** START Document segment **

This baby from RT Electronix is the antithesis of all those compressors out there with just a couple of dials on top. The Broadband compressor is all about control and versatility.

RT Electronix literature says,

"You’re a grown up and we believe you can turn your own knobs!"

You get manual control of Threshold, Ratio, Attack, Release, makeup Gain, and wet/dry mix (parallel compression). That's just the dials! Add in some tone sculpting 3-way switches and you've really got one versatile device on your hands. If that weren't enough an Auto/Manual switch and a switch to push the compression a bit harder is some special sauce on top of an already killer tone machine.

Then there is the retro vibe VU meter indicating gain reduction relative to 0. It does look pretty cool and is back lit for easy viewing even in dark settings.

Let's start with the controls.

Threshold sets the level at which compression takes place (turn clockwise for more compression). It is fairly sensitive and tiny turns can make a big difference. There is plenty of variability to accommodate weak signals to hot output 18-volt preamps. With all of my basses I found the sweet spot to be between 1:00 and 2:30 on the dial. Little tweaks make a big difference in how the compressor reacts.

Ratio determines the amount of output compression relative to the input. Range 1:1 to ∞:1. Interestingly, RT Electronics told me that an approximate ratio of 4:1 is achieved at the noon position. So the latter half of the rotation of the dial will have increasingly stronger impact on the compression ratio than the first half of the dial rotation. While there might be better options out there for limiting big peaks and spikes in volume, the Broadband is respectable as a limiter. The Ratio range is useful and the Ratio dial is highly dependent on how the Threshold dial is set. For example, you could set the ratio quite high (say at 2:00 or even 3:00) but have the Threshold dial set to only react to more extreme volume spikes for some nice smooth but not overly squashed tone sweetening. Real nice actually.

** END Document segment **

• Written task a: Please count the lines of the records that contain the string "castle" and give only that number.

** START Records shown **

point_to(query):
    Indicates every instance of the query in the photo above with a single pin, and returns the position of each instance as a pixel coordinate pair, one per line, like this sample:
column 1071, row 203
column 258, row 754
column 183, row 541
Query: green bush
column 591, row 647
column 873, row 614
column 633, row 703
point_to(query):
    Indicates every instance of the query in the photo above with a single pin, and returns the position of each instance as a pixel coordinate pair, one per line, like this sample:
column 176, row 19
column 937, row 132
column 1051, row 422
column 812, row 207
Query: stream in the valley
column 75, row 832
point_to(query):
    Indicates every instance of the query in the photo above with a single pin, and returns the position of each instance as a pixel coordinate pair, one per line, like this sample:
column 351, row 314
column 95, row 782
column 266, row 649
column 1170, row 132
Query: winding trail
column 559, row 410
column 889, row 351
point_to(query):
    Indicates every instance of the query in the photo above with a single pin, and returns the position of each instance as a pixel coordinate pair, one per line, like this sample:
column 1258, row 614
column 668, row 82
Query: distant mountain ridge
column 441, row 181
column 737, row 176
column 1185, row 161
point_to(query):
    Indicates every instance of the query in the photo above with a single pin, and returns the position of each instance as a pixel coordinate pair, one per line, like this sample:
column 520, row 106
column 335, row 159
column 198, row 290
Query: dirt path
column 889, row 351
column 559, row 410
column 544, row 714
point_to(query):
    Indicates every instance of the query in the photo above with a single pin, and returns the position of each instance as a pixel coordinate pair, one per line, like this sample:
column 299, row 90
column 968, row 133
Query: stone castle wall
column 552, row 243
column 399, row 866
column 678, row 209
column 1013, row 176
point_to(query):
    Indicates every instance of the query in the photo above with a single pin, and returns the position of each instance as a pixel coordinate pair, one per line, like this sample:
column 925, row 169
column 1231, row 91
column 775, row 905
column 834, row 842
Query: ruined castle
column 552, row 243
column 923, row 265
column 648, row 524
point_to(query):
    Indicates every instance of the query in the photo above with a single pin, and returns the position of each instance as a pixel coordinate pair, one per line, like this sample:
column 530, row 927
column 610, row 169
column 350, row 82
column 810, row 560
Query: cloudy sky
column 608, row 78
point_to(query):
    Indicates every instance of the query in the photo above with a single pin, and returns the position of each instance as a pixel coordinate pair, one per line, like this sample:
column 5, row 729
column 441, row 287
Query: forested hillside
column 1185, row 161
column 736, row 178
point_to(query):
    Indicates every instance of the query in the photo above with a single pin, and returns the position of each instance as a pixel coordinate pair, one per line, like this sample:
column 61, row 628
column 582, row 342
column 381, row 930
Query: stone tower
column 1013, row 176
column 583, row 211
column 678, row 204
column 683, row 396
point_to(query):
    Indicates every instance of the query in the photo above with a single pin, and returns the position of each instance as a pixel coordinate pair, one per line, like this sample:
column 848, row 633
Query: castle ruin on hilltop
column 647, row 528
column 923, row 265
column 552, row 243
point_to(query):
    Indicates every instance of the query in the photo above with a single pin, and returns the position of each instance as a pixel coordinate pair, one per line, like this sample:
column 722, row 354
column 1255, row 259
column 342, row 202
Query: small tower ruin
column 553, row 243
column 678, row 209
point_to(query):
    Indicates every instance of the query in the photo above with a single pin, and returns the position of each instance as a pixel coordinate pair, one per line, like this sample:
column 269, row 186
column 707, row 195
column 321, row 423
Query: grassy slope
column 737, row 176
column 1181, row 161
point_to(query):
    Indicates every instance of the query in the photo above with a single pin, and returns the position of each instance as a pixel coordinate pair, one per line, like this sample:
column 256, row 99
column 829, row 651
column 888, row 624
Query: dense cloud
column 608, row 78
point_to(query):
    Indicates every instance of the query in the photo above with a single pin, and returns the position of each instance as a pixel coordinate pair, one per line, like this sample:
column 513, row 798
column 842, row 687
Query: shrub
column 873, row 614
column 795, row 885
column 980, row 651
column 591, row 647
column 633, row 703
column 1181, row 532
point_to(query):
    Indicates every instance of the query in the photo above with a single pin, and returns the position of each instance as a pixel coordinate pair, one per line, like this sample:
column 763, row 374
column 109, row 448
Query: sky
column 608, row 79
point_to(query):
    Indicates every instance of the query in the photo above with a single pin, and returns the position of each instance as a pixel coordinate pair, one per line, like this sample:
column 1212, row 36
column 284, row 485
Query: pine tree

** END Records shown **

• Written task b: Summarize the compressor review in two sentences.

• Result a: 3

• Result b: The Broadband compressor from RT Electronix offers manual control of threshold, ratio, attack, release, makeup gain, and wet/dry mix, along with tone-shaping 3-way switches, an Auto/Manual switch, and a backlit VU meter that shows gain reduction. Its Threshold dial is sensitive to small turns, and its Ratio dial reaches about 4:1 at the noon position, depends heavily on the threshold setting, and makes the unit a respectable limiter.